Claude Debussy (1862-1918) was a quintessentially French composer, pianist and music critic whose own revolutionary music ushered in many of the stylistic changes of the 20th Century. Debussy is universally identified as the chief proponent of musical Impressionism, but he did not approve of that label and the associations he felt it harbored. But since his death the term as applied to music has been redefined almost exclusively around the characteristics of some of Debussy's most famous pieces, such as Prelude to the Afternoon of a Faun and La mer ("The Sea"), so whatever negative connotations "Impressionism" once may have had have since evaporated.
Austrian-born Wolfgang Amadeus Mozart (1756–1791), unquestionably one of the greatest composers in history, began his career as a 6-year-old piano prodigy, and he absorbed and mastered all the contemporary musical trends he was exposed to along the way. The Sonata in F Major, K. 332, is the third of three sonatas (along with K. 330 and K. 331) that were published in 1784. It seems likely that Mozart had composed them for his students the previous year, but he and his publisher decided they could "cash in" on Mozart's growing fame as a pianist by offering them for sale to the public at large.

Records in a dataset:
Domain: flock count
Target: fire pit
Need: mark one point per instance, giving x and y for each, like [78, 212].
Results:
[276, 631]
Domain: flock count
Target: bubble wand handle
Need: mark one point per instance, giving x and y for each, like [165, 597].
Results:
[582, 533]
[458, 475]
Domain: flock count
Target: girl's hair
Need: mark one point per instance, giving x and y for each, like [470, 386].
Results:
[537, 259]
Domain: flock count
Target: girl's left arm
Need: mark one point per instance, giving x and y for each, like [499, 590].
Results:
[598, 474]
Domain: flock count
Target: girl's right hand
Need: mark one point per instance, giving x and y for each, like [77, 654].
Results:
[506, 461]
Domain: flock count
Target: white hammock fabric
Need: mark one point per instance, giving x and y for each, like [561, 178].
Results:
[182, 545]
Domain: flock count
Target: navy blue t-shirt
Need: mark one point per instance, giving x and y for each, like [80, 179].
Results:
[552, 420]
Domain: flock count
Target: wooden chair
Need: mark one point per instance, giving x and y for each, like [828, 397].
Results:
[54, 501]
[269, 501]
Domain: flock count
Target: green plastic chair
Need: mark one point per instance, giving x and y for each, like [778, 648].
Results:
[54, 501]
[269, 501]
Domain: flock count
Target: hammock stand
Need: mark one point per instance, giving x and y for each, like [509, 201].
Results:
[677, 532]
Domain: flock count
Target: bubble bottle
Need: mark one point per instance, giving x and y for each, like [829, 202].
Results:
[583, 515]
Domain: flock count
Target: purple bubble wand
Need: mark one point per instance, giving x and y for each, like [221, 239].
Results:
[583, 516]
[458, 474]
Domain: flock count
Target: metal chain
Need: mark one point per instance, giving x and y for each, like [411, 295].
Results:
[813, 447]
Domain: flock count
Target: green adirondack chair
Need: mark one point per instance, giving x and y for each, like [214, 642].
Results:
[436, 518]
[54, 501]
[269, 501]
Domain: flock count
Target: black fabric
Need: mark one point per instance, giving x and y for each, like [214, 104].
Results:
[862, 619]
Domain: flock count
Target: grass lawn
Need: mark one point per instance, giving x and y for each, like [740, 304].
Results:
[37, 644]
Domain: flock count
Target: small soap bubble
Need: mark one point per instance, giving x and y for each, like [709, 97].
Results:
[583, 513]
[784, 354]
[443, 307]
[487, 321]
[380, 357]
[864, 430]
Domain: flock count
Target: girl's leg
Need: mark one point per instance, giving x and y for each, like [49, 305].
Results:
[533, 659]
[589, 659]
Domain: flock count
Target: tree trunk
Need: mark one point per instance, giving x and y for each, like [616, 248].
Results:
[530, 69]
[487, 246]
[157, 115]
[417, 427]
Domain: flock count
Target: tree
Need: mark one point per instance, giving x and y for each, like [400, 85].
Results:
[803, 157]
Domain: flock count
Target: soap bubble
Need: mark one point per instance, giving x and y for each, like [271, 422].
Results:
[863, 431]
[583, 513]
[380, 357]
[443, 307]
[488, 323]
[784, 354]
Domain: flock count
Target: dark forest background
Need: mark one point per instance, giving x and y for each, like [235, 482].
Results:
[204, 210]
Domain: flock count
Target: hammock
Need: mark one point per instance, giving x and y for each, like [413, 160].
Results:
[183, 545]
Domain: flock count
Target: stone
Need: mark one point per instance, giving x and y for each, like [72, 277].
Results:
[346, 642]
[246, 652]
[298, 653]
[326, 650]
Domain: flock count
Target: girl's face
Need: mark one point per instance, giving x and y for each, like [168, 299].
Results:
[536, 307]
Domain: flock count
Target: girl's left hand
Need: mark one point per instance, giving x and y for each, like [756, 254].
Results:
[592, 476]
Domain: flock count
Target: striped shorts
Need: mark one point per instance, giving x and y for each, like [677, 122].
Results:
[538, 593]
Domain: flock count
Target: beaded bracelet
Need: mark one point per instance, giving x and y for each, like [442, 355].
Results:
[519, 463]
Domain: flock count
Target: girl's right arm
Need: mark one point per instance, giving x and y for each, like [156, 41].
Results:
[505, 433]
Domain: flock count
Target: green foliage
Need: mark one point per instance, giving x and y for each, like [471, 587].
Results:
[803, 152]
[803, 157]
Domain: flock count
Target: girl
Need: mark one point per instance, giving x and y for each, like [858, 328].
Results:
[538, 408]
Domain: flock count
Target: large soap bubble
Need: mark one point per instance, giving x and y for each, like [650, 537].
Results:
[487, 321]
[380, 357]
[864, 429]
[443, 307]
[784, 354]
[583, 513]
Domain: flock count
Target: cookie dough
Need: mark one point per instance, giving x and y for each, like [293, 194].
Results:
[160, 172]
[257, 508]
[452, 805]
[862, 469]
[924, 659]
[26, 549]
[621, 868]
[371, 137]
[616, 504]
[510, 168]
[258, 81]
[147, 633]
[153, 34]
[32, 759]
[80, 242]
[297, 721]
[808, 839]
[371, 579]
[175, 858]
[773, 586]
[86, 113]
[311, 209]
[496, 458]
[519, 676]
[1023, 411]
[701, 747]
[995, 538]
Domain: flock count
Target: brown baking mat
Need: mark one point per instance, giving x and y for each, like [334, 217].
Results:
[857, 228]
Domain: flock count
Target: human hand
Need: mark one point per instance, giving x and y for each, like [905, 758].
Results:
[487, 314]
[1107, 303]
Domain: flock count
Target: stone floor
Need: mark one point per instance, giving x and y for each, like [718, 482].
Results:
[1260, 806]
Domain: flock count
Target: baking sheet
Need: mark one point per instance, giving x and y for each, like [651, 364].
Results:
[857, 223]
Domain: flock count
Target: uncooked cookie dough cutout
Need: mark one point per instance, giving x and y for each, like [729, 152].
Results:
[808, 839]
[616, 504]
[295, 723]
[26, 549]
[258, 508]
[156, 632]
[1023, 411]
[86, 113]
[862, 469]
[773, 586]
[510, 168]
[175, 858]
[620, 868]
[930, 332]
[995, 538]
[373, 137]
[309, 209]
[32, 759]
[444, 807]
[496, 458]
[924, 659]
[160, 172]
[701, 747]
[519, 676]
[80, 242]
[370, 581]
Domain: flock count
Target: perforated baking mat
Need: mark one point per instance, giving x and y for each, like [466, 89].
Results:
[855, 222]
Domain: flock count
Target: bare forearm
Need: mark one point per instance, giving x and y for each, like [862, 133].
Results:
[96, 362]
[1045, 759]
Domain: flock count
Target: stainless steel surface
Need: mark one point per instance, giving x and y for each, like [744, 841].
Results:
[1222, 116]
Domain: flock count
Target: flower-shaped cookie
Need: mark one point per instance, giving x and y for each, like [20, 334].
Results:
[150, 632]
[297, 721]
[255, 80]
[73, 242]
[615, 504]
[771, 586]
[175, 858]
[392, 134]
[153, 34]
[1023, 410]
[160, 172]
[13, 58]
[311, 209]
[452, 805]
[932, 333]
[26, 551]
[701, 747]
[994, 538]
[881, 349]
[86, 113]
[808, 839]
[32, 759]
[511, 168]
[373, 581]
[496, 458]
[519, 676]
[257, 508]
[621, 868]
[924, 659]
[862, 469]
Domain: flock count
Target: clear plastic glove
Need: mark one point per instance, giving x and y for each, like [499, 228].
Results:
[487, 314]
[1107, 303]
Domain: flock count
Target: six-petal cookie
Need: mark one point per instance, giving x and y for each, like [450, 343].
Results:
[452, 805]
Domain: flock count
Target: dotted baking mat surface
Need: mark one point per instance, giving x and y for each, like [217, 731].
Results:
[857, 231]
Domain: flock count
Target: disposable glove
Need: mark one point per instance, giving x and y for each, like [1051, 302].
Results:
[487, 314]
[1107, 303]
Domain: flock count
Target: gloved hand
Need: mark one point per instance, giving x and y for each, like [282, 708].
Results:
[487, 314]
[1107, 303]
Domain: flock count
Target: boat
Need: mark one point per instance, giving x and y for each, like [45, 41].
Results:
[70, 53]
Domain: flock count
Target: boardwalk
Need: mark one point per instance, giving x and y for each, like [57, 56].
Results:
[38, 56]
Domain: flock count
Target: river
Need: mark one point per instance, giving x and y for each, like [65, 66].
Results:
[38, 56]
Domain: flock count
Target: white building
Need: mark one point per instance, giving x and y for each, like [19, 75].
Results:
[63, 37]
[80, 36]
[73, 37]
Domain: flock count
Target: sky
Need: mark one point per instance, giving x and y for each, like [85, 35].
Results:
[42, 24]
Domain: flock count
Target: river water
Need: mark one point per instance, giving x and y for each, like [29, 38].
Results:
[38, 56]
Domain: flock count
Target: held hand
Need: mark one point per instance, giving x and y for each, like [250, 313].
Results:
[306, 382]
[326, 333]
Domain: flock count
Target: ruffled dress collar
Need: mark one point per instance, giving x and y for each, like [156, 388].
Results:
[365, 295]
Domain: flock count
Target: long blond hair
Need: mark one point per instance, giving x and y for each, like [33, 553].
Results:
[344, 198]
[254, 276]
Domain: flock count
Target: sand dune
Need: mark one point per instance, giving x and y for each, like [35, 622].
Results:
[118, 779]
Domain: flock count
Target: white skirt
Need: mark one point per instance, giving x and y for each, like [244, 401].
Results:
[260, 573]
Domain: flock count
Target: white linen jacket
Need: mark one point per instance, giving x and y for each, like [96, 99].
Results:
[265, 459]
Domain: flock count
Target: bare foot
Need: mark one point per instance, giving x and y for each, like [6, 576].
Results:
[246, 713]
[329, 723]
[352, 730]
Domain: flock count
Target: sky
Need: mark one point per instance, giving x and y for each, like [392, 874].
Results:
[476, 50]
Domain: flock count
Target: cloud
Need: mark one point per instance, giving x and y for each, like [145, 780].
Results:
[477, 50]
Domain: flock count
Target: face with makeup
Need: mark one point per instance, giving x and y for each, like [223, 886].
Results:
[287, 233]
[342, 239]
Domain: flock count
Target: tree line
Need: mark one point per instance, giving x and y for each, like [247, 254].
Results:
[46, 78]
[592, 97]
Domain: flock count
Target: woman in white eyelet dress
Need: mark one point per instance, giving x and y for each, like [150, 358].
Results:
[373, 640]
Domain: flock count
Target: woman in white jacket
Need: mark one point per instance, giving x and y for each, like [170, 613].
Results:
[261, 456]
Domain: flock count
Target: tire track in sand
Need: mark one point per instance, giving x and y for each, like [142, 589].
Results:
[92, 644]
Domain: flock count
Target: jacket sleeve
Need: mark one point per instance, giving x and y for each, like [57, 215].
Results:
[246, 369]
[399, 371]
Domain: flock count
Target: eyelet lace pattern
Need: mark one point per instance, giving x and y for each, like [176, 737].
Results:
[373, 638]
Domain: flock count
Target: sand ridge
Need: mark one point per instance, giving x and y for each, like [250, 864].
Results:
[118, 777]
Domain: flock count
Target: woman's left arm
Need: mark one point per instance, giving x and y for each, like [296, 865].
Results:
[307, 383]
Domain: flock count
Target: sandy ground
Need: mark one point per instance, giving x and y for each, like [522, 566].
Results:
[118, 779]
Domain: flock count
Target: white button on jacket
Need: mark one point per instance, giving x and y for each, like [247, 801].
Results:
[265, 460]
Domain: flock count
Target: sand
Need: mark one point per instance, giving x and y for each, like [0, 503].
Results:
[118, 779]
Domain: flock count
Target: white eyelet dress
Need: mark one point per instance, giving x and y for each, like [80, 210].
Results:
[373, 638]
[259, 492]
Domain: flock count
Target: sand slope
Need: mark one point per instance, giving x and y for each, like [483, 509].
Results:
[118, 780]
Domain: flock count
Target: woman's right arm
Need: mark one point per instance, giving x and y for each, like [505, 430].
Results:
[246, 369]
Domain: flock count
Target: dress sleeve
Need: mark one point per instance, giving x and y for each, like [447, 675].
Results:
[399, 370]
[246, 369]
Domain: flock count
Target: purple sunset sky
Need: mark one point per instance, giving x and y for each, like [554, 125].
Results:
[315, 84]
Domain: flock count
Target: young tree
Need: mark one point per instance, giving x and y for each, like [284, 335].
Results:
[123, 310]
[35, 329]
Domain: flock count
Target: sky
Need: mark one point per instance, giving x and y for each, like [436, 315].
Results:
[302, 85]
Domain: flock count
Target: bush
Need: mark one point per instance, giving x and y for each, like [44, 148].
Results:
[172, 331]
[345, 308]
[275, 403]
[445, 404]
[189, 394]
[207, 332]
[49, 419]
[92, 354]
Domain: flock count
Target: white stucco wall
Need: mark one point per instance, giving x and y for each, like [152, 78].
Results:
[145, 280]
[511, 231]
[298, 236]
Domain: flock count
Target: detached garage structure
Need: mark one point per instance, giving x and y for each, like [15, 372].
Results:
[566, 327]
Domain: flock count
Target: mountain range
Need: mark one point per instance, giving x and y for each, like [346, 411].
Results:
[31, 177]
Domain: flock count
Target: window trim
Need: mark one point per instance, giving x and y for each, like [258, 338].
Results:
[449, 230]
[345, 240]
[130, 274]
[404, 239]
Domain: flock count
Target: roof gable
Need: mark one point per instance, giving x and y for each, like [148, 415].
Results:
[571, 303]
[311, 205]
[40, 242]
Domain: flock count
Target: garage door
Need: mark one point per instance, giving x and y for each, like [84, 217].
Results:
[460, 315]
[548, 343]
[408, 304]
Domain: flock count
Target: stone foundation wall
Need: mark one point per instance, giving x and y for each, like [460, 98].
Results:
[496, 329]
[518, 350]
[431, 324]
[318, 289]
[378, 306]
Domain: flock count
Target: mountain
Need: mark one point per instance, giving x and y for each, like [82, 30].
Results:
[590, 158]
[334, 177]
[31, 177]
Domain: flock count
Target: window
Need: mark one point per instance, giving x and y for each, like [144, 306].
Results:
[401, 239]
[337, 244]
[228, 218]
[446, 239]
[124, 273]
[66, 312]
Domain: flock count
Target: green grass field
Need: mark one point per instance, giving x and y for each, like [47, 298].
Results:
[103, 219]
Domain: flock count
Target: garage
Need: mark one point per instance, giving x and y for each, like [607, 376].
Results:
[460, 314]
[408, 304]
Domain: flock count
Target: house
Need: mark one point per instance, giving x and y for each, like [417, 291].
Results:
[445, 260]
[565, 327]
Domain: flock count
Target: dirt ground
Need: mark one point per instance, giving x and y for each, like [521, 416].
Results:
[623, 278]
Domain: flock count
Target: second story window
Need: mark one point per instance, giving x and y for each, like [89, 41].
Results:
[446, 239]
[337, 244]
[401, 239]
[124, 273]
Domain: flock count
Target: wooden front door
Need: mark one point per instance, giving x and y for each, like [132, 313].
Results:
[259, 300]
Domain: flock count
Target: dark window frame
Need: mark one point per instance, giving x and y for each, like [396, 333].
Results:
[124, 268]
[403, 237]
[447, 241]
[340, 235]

§ **EXERCISE**
Reproduce the composer passage above, from "Austrian-born Wolfgang Amadeus" to "public at large.", inclusive.

§ **WRITTEN ANSWER**
Austrian-born Wolfgang Amadeus Mozart (1756–1791), unquestionably one of the greatest composers in history, began his career as a 6-year-old piano prodigy, and he absorbed and mastered all the contemporary musical trends he was exposed to along the way. The Sonata in F Major, K. 332, is the third of three sonatas (along with K. 330 and K. 331) that were published in 1784. It seems likely that Mozart had composed them for his students the previous year, but he and his publisher decided they could "cash in" on Mozart's growing fame as a pianist by offering them for sale to the public at large.